▸ **What to work on**:
**1)** From the reminder study report, quote the passage between "The researchers found" and "improvement in adherence.", inclusive.
**2)** List every organization or publication named in the reminder study report.
**3)** According to the reminder study report, how many family practices were randomized?

Postal, computer reminders equally increase adherence to quality-assurance program
MONDAY, March 9, 2015 (HealthDay News) — Practices’ adherence to a quality-assurance program for point-of-care testing (POCT) devices can be improved with reminders, according to a study published in the February issue of the Journal of Evaluation in Clinical Practice.
Volkert Siersma, Ph.D., from University of Copenhagen in Denmark, and colleagues randomized 213 family practices that use the Elective Laboratory of the Capital Region to receive either computer reminders (ComRem) or postal reminders (Postal) if they did not perform a split test to check the quality of their international normalized ratio (INR) POCT for each calendar month. Adherence to the practice was followed for eight months.
The researchers found that both interventions were associated with an increase in adherence to the split test procedure (a factor 6.00 and 8.22 for ComRem and Postal, respectively). The expected number of split tests for the ComRem group (out of four) was 2.54, compared to 2.44 in the Postal group (P = 0.14). Over the follow-up period there was a slight decrease in adherence, but neither intervention was better than the other in achieving a lasting improvement in adherence.

▸ **Extracted material**:
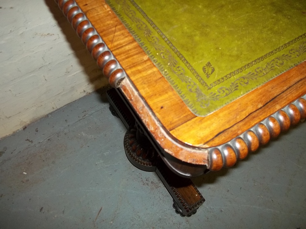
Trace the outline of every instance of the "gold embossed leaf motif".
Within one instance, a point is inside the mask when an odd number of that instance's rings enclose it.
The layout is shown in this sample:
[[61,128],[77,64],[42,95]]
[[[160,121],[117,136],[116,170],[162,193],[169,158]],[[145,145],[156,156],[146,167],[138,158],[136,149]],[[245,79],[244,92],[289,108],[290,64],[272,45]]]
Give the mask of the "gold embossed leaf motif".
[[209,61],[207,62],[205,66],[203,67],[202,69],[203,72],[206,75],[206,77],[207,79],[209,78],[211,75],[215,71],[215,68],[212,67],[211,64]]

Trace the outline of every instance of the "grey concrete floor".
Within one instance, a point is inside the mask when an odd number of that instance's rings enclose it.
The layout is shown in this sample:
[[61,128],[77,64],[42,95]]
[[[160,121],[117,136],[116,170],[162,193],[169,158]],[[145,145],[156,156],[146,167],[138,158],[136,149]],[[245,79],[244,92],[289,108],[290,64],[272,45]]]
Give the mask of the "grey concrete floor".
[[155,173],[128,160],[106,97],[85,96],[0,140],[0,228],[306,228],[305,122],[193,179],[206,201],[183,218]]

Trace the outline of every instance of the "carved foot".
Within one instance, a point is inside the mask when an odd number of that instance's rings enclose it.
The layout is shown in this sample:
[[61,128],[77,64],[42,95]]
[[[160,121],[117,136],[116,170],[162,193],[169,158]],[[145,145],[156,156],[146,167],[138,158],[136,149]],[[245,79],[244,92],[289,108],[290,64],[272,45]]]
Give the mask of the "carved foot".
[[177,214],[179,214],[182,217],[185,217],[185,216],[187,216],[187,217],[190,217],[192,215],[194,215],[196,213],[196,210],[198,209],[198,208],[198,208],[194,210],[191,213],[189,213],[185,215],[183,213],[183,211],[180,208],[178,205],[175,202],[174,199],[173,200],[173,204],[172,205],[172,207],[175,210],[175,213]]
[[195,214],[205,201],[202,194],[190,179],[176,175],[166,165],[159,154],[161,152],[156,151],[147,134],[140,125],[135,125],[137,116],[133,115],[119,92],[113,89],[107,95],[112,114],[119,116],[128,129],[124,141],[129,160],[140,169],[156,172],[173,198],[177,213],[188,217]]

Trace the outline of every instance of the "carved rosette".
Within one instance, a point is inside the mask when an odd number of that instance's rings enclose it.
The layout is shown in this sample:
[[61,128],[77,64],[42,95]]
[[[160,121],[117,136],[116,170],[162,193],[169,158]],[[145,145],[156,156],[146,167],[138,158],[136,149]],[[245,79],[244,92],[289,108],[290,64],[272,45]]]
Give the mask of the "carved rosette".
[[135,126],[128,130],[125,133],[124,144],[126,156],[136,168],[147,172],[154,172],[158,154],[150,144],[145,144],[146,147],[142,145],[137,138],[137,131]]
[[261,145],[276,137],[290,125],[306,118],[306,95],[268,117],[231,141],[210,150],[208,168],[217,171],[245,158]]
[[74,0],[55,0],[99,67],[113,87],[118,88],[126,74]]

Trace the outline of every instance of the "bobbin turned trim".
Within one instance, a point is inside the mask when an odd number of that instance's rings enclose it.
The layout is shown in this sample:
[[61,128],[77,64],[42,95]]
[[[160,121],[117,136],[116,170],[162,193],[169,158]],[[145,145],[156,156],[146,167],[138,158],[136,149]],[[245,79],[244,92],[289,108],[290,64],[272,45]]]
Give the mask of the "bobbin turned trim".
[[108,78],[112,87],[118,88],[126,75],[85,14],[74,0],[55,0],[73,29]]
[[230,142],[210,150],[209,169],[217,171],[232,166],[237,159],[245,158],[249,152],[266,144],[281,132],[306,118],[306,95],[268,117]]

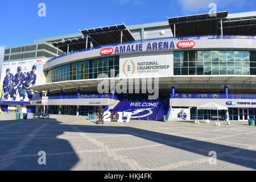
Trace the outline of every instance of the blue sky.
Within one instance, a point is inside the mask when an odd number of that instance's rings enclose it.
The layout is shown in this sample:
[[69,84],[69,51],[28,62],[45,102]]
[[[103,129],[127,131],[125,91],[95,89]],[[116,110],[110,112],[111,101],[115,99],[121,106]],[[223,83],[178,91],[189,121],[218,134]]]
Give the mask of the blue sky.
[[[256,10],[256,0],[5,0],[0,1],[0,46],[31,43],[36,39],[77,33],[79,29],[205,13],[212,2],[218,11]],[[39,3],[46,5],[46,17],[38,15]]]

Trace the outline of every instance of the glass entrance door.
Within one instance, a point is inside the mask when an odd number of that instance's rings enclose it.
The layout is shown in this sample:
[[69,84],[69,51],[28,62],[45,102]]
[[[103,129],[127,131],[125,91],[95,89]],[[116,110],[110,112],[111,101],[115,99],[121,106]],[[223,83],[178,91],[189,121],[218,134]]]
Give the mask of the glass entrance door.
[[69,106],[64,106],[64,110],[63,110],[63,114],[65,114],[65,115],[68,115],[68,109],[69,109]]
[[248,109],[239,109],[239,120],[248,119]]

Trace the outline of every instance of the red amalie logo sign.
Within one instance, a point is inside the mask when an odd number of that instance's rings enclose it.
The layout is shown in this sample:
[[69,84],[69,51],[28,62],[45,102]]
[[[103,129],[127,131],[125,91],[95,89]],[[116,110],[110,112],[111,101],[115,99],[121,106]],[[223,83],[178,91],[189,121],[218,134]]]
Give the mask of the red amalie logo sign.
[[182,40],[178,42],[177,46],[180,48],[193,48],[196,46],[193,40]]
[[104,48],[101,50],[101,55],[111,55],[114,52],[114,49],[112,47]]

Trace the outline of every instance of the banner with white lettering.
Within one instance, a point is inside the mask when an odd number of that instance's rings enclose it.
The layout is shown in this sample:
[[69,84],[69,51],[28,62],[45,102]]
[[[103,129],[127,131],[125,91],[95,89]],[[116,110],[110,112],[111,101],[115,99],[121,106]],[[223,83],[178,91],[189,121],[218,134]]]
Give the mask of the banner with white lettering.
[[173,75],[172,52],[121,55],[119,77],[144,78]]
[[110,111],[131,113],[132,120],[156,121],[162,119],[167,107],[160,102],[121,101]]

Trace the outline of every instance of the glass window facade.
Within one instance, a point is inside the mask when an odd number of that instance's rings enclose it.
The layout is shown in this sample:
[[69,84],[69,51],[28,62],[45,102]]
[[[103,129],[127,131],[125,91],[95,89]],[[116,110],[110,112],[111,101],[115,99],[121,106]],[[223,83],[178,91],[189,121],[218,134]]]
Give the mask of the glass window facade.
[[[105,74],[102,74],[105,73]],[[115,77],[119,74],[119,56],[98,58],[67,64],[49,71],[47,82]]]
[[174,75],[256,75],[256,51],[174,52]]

▸ **Exercise results**:
**1)**
The researchers found that both interventions were associated with an increase in adherence to the split test procedure (a factor 6.00 and 8.22 for ComRem and Postal, respectively). The expected number of split tests for the ComRem group (out of four) was 2.54, compared to 2.44 in the Postal group (P = 0.14). Over the follow-up period there was a slight decrease in adherence, but neither intervention was better than the other in achieving a lasting improvement in adherence.

**2)**
HealthDay News
Journal of Evaluation in Clinical Practice
University of Copenhagen
Elective Laboratory of the Capital Region

**3)** 213 family practices.